### Stated problem
Please reproduce every one of the records below word for word, without changing anything.

##############################

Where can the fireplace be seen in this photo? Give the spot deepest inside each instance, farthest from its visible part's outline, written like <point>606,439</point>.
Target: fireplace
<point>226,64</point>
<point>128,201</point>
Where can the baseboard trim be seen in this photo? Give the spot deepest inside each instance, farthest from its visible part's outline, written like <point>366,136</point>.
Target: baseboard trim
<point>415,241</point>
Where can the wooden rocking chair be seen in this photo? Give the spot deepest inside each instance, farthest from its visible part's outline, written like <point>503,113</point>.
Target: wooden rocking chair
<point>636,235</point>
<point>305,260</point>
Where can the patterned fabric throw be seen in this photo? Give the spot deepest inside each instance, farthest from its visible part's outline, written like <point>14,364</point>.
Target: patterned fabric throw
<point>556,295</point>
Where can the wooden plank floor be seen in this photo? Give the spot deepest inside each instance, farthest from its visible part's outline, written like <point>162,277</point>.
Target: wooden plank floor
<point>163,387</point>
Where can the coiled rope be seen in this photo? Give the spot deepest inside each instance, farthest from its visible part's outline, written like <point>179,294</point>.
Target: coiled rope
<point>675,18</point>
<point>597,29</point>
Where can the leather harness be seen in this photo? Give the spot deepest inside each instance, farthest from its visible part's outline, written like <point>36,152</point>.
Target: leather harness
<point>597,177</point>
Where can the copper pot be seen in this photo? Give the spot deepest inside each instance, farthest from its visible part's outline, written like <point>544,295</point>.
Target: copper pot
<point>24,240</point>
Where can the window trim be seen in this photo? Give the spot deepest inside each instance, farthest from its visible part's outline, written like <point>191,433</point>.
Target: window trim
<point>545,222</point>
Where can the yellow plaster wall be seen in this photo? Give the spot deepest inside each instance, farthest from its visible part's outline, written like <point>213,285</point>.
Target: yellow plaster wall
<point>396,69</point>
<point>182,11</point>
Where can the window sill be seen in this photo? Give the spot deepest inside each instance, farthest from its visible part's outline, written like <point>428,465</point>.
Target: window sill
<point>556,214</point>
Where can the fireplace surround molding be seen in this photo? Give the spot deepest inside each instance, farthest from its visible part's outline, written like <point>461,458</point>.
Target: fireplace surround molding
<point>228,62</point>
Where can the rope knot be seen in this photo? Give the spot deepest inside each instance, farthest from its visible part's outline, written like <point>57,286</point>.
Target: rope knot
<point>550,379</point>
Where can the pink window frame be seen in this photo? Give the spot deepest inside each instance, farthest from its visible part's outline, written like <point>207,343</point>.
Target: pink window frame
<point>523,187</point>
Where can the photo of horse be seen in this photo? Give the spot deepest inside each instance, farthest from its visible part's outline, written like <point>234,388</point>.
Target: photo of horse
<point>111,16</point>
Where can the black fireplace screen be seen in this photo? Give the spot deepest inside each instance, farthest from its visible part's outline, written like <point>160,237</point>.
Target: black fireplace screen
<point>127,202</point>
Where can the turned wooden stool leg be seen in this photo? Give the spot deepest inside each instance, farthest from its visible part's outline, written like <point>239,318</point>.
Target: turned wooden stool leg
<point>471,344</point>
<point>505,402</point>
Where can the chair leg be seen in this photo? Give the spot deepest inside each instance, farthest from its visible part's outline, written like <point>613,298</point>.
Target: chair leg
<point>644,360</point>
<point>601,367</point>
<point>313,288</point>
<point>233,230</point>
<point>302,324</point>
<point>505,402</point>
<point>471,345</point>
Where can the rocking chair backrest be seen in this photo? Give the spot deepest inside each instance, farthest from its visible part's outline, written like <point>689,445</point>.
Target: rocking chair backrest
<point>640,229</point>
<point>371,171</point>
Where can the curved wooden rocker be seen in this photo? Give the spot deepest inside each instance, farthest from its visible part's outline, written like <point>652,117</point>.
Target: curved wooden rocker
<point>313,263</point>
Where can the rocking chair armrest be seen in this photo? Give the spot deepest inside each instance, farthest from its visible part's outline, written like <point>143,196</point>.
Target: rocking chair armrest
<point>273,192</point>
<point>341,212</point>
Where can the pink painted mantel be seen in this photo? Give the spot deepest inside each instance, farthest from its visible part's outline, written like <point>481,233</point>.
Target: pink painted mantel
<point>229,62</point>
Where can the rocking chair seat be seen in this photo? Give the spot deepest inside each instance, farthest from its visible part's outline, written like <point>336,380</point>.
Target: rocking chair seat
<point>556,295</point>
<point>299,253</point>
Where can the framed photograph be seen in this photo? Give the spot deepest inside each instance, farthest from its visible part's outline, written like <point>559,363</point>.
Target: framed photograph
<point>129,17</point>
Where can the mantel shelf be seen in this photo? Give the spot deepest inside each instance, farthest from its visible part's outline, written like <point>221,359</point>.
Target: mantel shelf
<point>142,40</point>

##############################

### Written response
Where can the fireplace be seen in this photo? Give the spot deepest inside each instance, farthest from its visible part's outline, written like <point>606,439</point>.
Target: fireplace
<point>226,64</point>
<point>128,201</point>
Where can the baseboard trim be seen in this photo? Give the spot deepest inside each instance, farthest from its visible part's outline, written like <point>366,136</point>.
Target: baseboard trim
<point>415,241</point>
Where can the wooden rocking chair be seen in this photo? Give the spot deepest inside each instance, farthest from its visible part's outline, written like <point>503,113</point>.
Target: wooden rocking chair
<point>636,235</point>
<point>305,260</point>
Where can the patterned fabric throw be seen in this photo? Give the spot deepest inside each instance, farthest from its visible part's outline, written like <point>14,364</point>.
Target: patterned fabric throw
<point>556,295</point>
Where can the wooden plank floor be seen in this photo? Give the spot deepest inside each instance, farthest from its visible part's outline, written like <point>162,277</point>.
Target: wooden plank floor
<point>163,387</point>
Where can the coiled rope be seen in this photo? Give the spot deepest inside each instance, farthest from its visible part's outline, written like <point>179,294</point>.
Target: coiled rope
<point>675,18</point>
<point>597,29</point>
Where can the leather harness be seen in this photo? Give the spot deepest inside each instance, farthest from its visible part's outline, written like <point>36,152</point>.
Target: leather harness
<point>597,177</point>
Where can the copper pot be seen in this photo? Give the spot deepest inside each instance, farthest from its visible part's outline, written like <point>544,295</point>.
Target: copper pot
<point>24,240</point>
Where can the window trim be seen in this photo? Give the spot deepest inside each instance, farthest from its visible part's outline, written like <point>191,433</point>.
Target: window trim
<point>545,222</point>
Where can the yellow plaster wall be seen in this photo? Give the spot deepest inside each instance, farthest from its visible part's outline, written like <point>213,285</point>.
Target: yellow plaster wall
<point>396,69</point>
<point>182,11</point>
Where can the window sill be seen in this photo? Give the spot deepest inside each instance, farthest from its visible part's outline, written like <point>428,465</point>.
Target: window sill
<point>556,214</point>
Where can the fireplace surround molding be seen in this photo? Give the spot deepest inside each instance, farthest from its visible part's outline, written like <point>461,458</point>.
Target: fireplace surround molding
<point>228,62</point>
Where can the rope knot be seen in this photo? Give the spot deepest inside each instance, farthest from its visible part's outline, written like <point>57,286</point>.
Target: rope knot
<point>550,379</point>
Where can the pink window frame be seen in this photo? Give the spot deepest inside each instance, farthest from its visible part's outline, written like <point>207,343</point>.
Target: pink window frame
<point>523,187</point>
Where can the photo of horse be seen in this photo? Give the spot deepest inside each instance, farthest from its visible part's outline, written like <point>234,388</point>.
Target: photo of horse
<point>111,16</point>
Where can the black fireplace screen be seen in this photo? Give the spot deepest inside each instance, farthest from its visible part's outline, written like <point>160,237</point>.
Target: black fireplace screen
<point>127,202</point>
Where can the turned wooden stool leg be seen in this photo? Give the spot deepest inside each instance, farthest from its visible part's outline, written like <point>239,318</point>.
Target: turned wooden stool leg
<point>471,344</point>
<point>505,402</point>
Where can the chair leg be seen in this photo? Give the spot deepest inside each instance, farthest from its visible part's outline, written like <point>613,298</point>.
Target: chair leg
<point>644,360</point>
<point>601,367</point>
<point>313,288</point>
<point>233,230</point>
<point>302,324</point>
<point>505,402</point>
<point>471,345</point>
Where can the rocking chair backrest be seen in this photo? Give the spot deepest inside each instance, farthest from its visible part's outline, written like <point>689,445</point>.
Target: rocking chair backrest
<point>640,229</point>
<point>371,171</point>
Where can the curved wooden rocker be seen in this photo? Give the spot deepest inside each instance, farthest from its visible part's outline, written like <point>652,117</point>.
Target: curved wooden rocker
<point>313,263</point>
Where can the rocking chair armrest be seen in this photo? Give the spot deepest inside each instance, farthest from its visible part's outline, written like <point>143,196</point>.
Target: rocking chair armrest
<point>273,192</point>
<point>341,212</point>
Where can the pink painted mantel be seen in this photo? Give the spot deepest inside each instance, farthest from its visible part's outline, written like <point>481,233</point>.
Target: pink painted mantel
<point>229,62</point>
Where can the rocking chair seat be seen in this photo? Give the spot deepest inside each instance, farthest from its visible part's outline, written like <point>336,380</point>.
Target: rocking chair seat
<point>556,295</point>
<point>299,253</point>
Where can the framed photograph be seen in this photo? Give the spot deepest inside each instance, farthest from its visible part's outline, written like <point>559,363</point>.
Target: framed photograph
<point>129,17</point>
Where can the mantel shelf be seen in this photo? Give the spot deepest inside each instance, farthest from its visible part's outline, written like <point>221,359</point>.
Target: mantel shelf
<point>142,40</point>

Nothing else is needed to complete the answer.